Der Aufschrei war aber kaum zu hören. Hängt das damit zusammen, dass die Dauerkartenpreise für Fan-Club-Mitglieder gering waren?
VON PLOETZ: Es war moderat, zu erhöhen, unabhängig gesehen von den Hintergedanken.
Ist die Frankfurter Fanszene, seit vielen Jahres geprägt durch die Ultras, eine besondere?
VON PLOETZ: Ja! Zu den Ultras ist zu sagen, dass die Frankfurter Ultras schon immer Trendsetter waren, mittlerweile sind aber etwa Gruppen aus Nürnberg, Rostock, Stuttgart, München und auch Schalke genauso maßgebend.
Unterschiedliche Strömungen in der Eintracht-Fanszene gibt es auf jeden Fall. Beim letzten Spiel gegen Wolfsburg kam es zu Schlägereien zwischen links- und rechtsgerichteten Frankfurtern. Wie schätzen Sie diese Gefahr ein?
VON PLOETZ: Das war eine Randerscheinung, die es in großen Fanszenen schon immer gab und immer wieder geben wird. Die überwiegende Mehrheit lässt sich da nicht hineinziehen, bleibt unpolitisch.

= Bereitgestellte Daten =
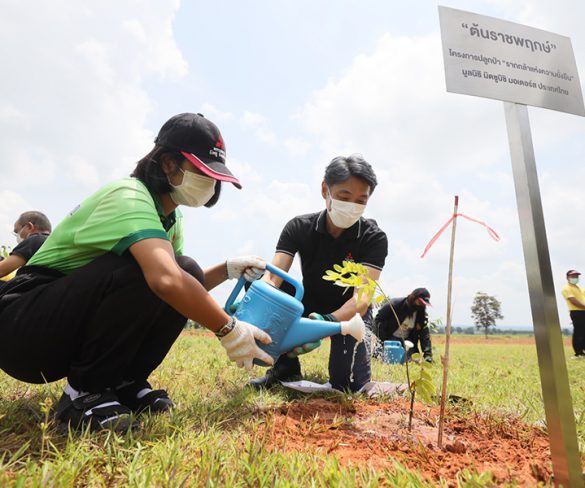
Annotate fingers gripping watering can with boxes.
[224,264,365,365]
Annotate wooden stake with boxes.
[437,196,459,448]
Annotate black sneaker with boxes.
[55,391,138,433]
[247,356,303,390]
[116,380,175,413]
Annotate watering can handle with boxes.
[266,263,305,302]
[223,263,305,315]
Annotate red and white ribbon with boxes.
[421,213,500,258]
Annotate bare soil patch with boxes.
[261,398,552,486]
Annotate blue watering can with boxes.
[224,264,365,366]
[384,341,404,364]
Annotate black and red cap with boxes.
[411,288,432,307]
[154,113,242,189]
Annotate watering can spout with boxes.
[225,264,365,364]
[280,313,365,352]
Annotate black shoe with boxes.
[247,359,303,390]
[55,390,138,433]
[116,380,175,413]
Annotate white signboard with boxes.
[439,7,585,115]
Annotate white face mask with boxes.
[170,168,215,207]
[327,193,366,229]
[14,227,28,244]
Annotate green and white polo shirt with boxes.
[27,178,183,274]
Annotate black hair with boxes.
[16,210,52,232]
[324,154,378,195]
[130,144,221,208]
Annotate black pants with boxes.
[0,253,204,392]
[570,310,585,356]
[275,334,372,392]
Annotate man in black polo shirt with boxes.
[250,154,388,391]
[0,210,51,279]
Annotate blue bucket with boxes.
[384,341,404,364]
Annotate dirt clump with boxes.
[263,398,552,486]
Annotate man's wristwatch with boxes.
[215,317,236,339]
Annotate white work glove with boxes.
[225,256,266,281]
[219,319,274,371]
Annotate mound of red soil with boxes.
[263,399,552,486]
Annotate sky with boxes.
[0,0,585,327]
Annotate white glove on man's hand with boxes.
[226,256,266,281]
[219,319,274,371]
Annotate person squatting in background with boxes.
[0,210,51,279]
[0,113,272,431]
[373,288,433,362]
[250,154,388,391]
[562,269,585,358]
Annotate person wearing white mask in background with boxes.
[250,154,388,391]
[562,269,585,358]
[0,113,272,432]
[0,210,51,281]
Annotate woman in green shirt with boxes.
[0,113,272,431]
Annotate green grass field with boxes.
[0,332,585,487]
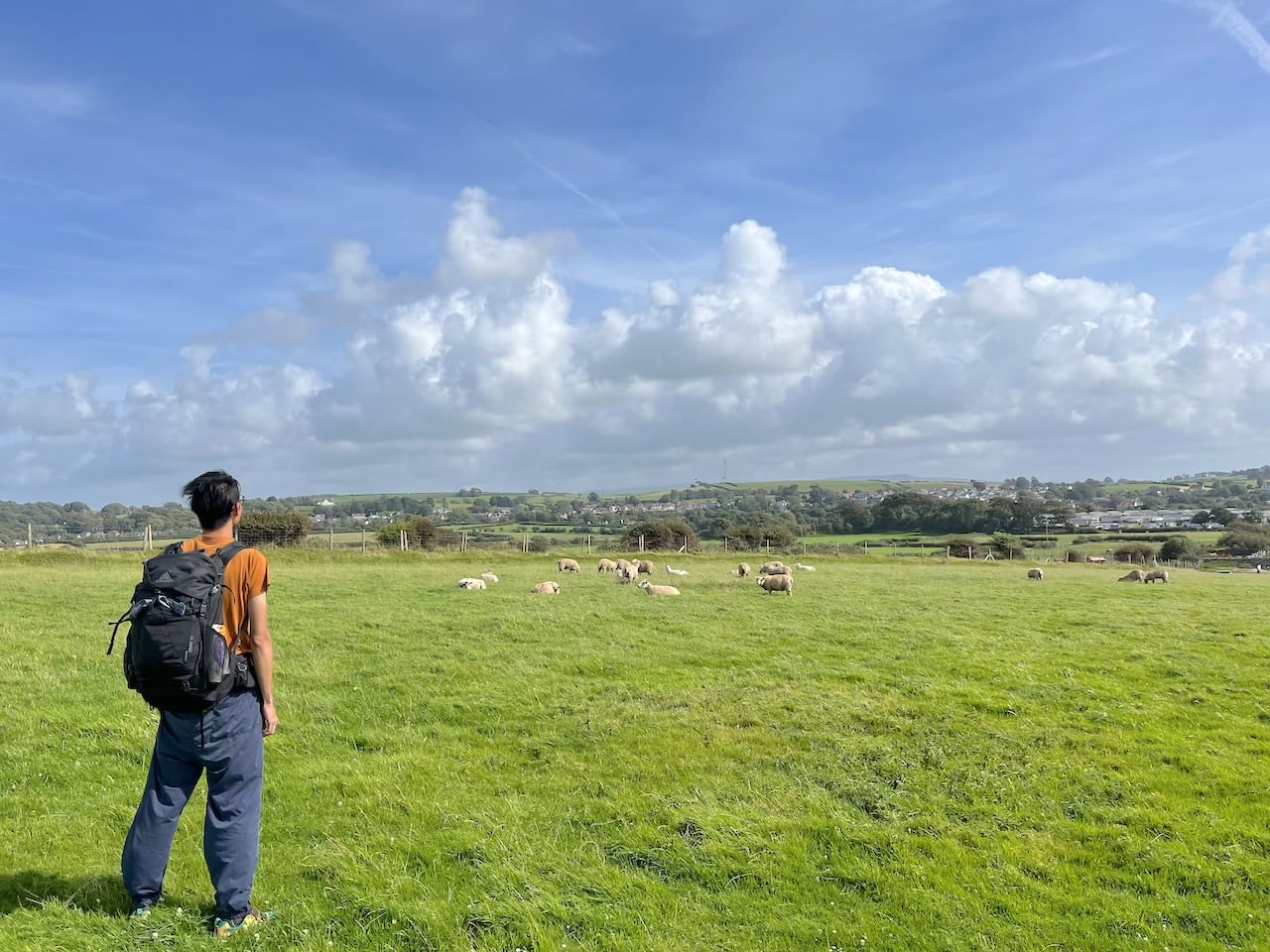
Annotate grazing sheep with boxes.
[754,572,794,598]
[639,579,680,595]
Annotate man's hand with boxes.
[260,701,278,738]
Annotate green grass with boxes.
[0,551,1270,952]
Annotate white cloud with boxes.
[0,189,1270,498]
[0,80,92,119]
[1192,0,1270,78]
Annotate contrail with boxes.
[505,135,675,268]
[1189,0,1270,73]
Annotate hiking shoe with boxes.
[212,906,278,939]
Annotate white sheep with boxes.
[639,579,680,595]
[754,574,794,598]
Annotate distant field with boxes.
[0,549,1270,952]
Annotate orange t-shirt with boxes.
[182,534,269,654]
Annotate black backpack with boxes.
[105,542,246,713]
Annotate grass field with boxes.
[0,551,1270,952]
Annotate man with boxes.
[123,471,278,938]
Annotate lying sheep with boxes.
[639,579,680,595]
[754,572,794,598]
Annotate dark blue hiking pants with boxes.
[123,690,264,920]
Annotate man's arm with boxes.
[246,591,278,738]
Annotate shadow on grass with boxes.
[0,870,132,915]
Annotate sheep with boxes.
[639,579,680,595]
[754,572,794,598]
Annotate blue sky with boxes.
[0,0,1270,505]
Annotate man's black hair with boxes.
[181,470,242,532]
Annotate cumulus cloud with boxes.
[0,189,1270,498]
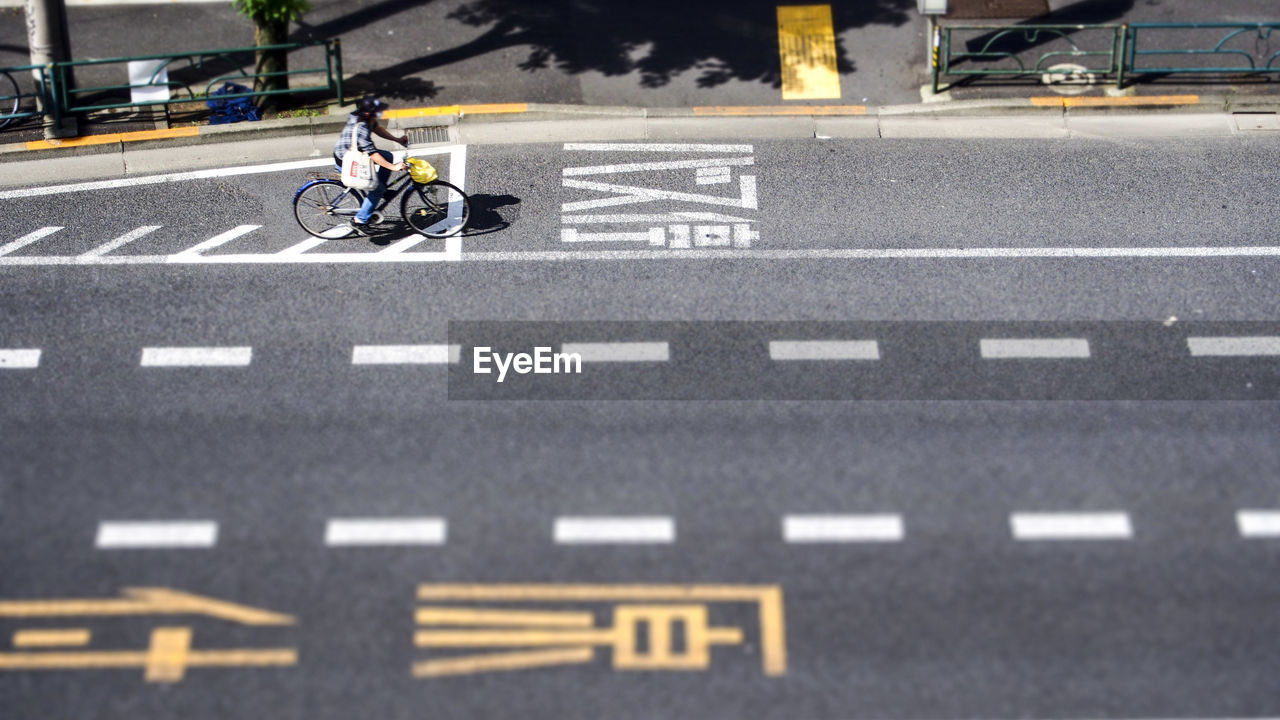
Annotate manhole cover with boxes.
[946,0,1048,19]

= Aufgaben =
[A] Zwischen wem kam es laut Textauszug beim letzten Spiel gegen Wolfsburg zu Schlägereien?
[B] Gib den Abschnitt des Textauszugs zwischen „VON PLOETZ: Ja!“ und „Schalke genauso maßgebend.“ einschließlich dieser beiden Stellen wortgetreu wieder.
Die Daten stammen aus einer anderen Quelle als der Textauszug.

= Lösungen =
[A] Zwischen links- und rechtsgerichteten Frankfurtern.

[B]
VON PLOETZ: Ja! Zu den Ultras ist zu sagen, dass die Frankfurter Ultras schon immer Trendsetter waren, mittlerweile sind aber etwa Gruppen aus Nürnberg, Rostock, Stuttgart, München und auch Schalke genauso maßgebend.